### [Description of the task]
Copy out the items below with "upper-left corner" substituted for each occurrence of "top-left corner", and change nothing else.

☆ ☆ ☆

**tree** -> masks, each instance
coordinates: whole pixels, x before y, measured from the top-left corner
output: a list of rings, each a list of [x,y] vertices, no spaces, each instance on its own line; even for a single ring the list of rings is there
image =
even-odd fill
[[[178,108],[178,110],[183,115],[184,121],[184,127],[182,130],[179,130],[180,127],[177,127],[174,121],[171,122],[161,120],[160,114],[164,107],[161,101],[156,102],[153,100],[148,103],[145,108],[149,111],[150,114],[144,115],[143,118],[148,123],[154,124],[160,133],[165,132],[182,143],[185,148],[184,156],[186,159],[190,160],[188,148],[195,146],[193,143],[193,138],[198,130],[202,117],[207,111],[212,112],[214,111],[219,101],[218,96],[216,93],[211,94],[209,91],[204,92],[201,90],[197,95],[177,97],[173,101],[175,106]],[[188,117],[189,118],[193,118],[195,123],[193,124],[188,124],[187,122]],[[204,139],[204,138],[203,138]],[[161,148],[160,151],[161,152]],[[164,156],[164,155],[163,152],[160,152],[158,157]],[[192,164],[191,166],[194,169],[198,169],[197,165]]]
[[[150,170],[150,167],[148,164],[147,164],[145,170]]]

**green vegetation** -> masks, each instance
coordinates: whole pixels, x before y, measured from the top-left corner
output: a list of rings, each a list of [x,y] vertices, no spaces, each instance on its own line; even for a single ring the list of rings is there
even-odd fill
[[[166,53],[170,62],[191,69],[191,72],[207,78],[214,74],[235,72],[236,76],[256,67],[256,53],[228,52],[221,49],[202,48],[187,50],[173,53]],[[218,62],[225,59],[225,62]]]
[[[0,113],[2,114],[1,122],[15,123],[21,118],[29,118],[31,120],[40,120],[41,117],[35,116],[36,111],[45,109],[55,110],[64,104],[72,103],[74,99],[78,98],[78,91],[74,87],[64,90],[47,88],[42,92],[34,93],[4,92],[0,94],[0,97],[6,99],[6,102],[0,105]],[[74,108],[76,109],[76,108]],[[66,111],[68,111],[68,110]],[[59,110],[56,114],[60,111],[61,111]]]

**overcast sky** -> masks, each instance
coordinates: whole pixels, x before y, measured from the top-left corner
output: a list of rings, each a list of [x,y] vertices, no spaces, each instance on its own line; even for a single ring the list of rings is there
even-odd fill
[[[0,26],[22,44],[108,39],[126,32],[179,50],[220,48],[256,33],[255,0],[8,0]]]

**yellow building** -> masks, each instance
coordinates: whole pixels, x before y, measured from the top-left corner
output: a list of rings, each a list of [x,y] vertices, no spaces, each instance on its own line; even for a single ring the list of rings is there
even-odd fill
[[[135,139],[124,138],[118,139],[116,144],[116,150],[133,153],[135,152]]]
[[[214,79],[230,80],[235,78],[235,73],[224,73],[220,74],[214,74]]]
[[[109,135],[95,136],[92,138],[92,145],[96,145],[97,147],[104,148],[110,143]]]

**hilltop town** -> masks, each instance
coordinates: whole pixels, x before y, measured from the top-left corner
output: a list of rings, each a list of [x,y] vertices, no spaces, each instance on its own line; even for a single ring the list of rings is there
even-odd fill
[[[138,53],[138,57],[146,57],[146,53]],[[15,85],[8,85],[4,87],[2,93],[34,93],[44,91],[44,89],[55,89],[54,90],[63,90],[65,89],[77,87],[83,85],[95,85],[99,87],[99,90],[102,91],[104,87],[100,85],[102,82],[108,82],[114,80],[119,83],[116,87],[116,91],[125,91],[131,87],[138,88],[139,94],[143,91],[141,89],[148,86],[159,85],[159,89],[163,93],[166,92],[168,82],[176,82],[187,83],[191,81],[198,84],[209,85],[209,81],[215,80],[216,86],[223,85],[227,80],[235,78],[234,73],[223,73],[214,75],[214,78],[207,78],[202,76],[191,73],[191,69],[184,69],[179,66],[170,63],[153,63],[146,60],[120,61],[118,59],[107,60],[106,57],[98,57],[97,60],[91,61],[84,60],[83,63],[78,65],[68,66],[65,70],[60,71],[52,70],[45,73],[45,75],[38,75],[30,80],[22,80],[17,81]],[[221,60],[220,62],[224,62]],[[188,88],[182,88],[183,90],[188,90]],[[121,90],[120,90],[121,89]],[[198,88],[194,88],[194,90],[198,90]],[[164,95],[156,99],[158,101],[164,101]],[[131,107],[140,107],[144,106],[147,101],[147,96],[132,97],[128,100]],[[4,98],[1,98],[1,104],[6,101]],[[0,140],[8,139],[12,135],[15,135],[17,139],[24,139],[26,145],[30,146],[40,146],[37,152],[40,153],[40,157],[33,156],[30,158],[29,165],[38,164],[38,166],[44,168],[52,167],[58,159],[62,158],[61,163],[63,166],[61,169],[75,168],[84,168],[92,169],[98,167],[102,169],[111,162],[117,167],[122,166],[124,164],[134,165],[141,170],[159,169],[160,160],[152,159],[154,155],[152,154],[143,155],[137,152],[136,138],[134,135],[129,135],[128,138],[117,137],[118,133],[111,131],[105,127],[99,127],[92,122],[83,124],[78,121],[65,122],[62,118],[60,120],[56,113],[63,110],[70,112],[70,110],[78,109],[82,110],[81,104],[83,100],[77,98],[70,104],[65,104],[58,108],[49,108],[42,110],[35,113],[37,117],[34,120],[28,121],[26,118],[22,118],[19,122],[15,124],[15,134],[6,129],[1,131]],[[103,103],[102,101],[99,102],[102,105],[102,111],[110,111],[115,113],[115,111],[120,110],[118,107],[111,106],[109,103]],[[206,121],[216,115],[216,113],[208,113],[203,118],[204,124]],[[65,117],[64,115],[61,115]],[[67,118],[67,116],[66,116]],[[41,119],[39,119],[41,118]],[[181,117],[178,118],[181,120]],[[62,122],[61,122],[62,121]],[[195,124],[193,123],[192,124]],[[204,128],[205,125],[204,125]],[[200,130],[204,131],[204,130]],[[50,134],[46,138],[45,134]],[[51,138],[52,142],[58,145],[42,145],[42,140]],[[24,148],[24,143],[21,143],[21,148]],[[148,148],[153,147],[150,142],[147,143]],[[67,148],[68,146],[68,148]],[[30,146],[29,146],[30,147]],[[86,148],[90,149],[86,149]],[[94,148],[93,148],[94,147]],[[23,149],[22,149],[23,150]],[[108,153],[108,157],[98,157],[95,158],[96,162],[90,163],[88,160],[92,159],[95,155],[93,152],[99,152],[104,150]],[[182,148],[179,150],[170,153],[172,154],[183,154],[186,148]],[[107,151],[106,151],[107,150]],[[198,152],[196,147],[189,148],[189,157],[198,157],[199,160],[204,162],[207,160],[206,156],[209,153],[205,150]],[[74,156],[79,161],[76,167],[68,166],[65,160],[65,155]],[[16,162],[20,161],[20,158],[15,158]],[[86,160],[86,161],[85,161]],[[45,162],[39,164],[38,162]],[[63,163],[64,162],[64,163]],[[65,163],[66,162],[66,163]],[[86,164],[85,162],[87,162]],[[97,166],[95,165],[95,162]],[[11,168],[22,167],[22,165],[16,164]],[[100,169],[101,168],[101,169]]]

☆ ☆ ☆

### [Exercise answer]
**tree** -> masks, each instance
coordinates: whole pixels, x before y, measured from the upper-left corner
output: a list of rings, each a list of [x,y] vertices, no spaces, each instance on its own line; even for a single ring the list of rings is there
image =
even-odd fill
[[[178,108],[178,110],[183,115],[184,121],[184,127],[182,130],[179,130],[180,127],[177,127],[174,121],[171,122],[161,120],[160,114],[164,107],[161,101],[156,102],[153,100],[148,103],[145,108],[149,111],[150,114],[144,115],[143,118],[148,123],[154,124],[160,133],[165,132],[182,143],[185,148],[184,156],[186,159],[190,160],[188,148],[195,146],[193,143],[193,138],[198,130],[202,117],[207,111],[212,112],[214,111],[219,101],[218,96],[216,93],[211,94],[209,91],[204,92],[201,90],[197,95],[177,97],[173,101],[175,106]],[[188,117],[189,118],[193,118],[195,123],[193,124],[188,124],[187,122]],[[204,139],[204,138],[203,138]],[[161,148],[160,151],[161,152]],[[164,156],[164,155],[163,152],[160,152],[158,157]],[[192,164],[191,166],[194,169],[198,169],[197,165]]]
[[[150,170],[150,167],[148,164],[147,164],[145,170]]]

**green vegetation** -> masks, each instance
coordinates: whole pixels, x before y, measured from the upper-left corner
output: a list of rings, each a list of [x,y] vertices, no spaces, each instance on its own line; even for a single ring the list of rings is there
even-odd fill
[[[166,53],[170,62],[191,69],[191,72],[207,78],[214,74],[235,72],[236,76],[256,67],[256,53],[228,52],[221,49],[202,48],[187,50],[173,53]],[[218,62],[225,59],[225,62]]]
[[[0,113],[2,114],[1,122],[15,123],[21,118],[29,118],[31,120],[40,120],[41,117],[35,116],[36,111],[45,109],[55,110],[64,104],[72,103],[74,99],[78,98],[78,91],[74,87],[64,90],[47,88],[42,92],[34,93],[4,92],[0,94],[0,97],[6,99],[6,102],[0,105]],[[74,108],[76,109],[76,108]],[[66,111],[68,111],[68,110]],[[59,110],[56,114],[60,111],[61,111]]]

**overcast sky** -> masks, each instance
coordinates: whole pixels, x before y, measured from the upper-left corner
output: a list of rings, each a list of [x,y] vertices, no spaces, each instance on its own line; even for a single ring the list of rings is there
even-odd fill
[[[0,26],[22,44],[108,39],[126,32],[179,50],[220,48],[256,33],[255,0],[8,0]]]

**yellow building** -> masks, each instance
coordinates: whole pixels, x before y, measured from the upper-left corner
output: a list of rings, each a list of [x,y] vertices, no spaces, each instance on its own line; even for a single ring the list of rings is there
even-odd fill
[[[135,139],[124,138],[118,139],[116,144],[116,150],[133,153],[135,152]]]
[[[214,79],[230,80],[235,78],[235,73],[224,73],[220,74],[214,74]]]
[[[109,135],[95,136],[92,138],[92,145],[96,145],[97,147],[104,148],[110,143]]]

**hilltop town** -> masks, each instance
coordinates: whole pixels, x before y, measured from the upper-left corner
output: a list of rings, each a list of [x,y] vertices, no spaces, each instance on its own line; even for a single ring the list of rings is there
even-odd fill
[[[138,53],[138,57],[146,57],[146,53]],[[15,85],[8,85],[4,87],[2,93],[34,93],[44,91],[44,89],[55,89],[54,90],[63,90],[65,89],[77,87],[83,85],[95,85],[99,87],[99,90],[102,91],[104,87],[100,85],[102,82],[108,82],[114,80],[119,83],[116,87],[116,91],[125,91],[131,87],[138,88],[139,94],[143,91],[141,89],[148,86],[159,85],[159,89],[163,93],[166,92],[168,82],[176,82],[187,83],[191,81],[198,84],[209,85],[209,81],[215,80],[216,86],[223,85],[227,80],[235,78],[234,73],[223,73],[214,75],[214,78],[207,78],[202,76],[191,73],[191,69],[184,69],[179,66],[170,63],[153,63],[146,60],[120,61],[118,59],[107,60],[106,57],[98,57],[97,60],[91,61],[84,60],[83,63],[78,65],[68,66],[65,70],[60,71],[52,70],[45,73],[45,75],[38,75],[30,80],[22,80],[17,81]],[[221,60],[220,62],[224,62]],[[188,88],[182,88],[183,90],[188,90]],[[121,90],[120,90],[121,89]],[[198,88],[194,88],[194,90],[198,90]],[[164,95],[156,99],[158,101],[164,101]],[[131,107],[140,107],[144,106],[147,101],[147,96],[132,97],[128,100]],[[4,98],[1,98],[1,104],[6,101]],[[0,140],[8,139],[12,135],[15,135],[17,139],[24,139],[26,145],[30,146],[40,146],[37,152],[40,153],[40,157],[33,156],[30,158],[29,165],[38,164],[38,166],[44,168],[52,167],[58,159],[62,158],[61,163],[63,166],[61,169],[75,168],[84,168],[92,169],[98,167],[102,169],[111,162],[117,167],[122,166],[124,164],[134,165],[141,170],[159,169],[160,160],[152,159],[154,155],[152,154],[143,155],[137,152],[136,138],[134,135],[129,135],[128,138],[117,137],[118,133],[111,131],[105,127],[99,127],[92,122],[83,124],[78,121],[65,122],[62,118],[60,120],[56,113],[63,110],[70,112],[70,110],[78,109],[82,110],[81,104],[83,100],[77,98],[70,104],[65,104],[58,108],[49,108],[42,110],[35,113],[37,117],[34,120],[28,121],[26,118],[22,118],[19,122],[15,124],[15,134],[6,129],[1,131]],[[103,103],[102,101],[99,102],[102,105],[102,111],[110,111],[115,113],[115,111],[120,110],[118,107],[111,106],[109,103]],[[206,121],[216,115],[216,113],[208,113],[203,118],[204,124]],[[65,117],[64,115],[61,115]],[[67,118],[67,116],[66,116]],[[41,119],[39,119],[41,118]],[[181,117],[178,118],[181,120]],[[62,122],[61,122],[62,121]],[[195,124],[193,123],[192,124]],[[204,128],[205,125],[204,125]],[[200,130],[204,131],[204,130]],[[50,134],[46,138],[45,134]],[[51,138],[52,142],[58,145],[42,145],[42,140]],[[24,148],[24,143],[21,143],[21,148]],[[148,148],[153,147],[150,142],[147,143]],[[67,148],[68,146],[68,148]],[[30,146],[29,146],[30,147]],[[86,148],[90,149],[86,149]],[[94,148],[93,148],[94,147]],[[23,149],[22,149],[23,150]],[[108,153],[108,157],[98,157],[95,158],[96,162],[90,163],[88,160],[92,159],[95,155],[93,152],[99,152],[104,150]],[[182,148],[179,150],[170,153],[172,154],[183,154],[186,148]],[[107,151],[106,151],[107,150]],[[198,152],[196,147],[189,148],[189,157],[198,157],[199,160],[204,162],[207,160],[206,156],[209,153],[205,150]],[[74,156],[79,161],[76,167],[68,166],[65,160],[65,155]],[[16,162],[20,161],[20,158],[15,158]],[[86,160],[86,161],[85,161]],[[45,162],[39,164],[38,162]],[[63,163],[64,162],[64,163]],[[65,163],[66,162],[66,163]],[[86,164],[85,162],[87,162]],[[97,166],[95,165],[95,162]],[[11,168],[22,167],[22,165],[16,164]],[[100,169],[101,168],[101,169]]]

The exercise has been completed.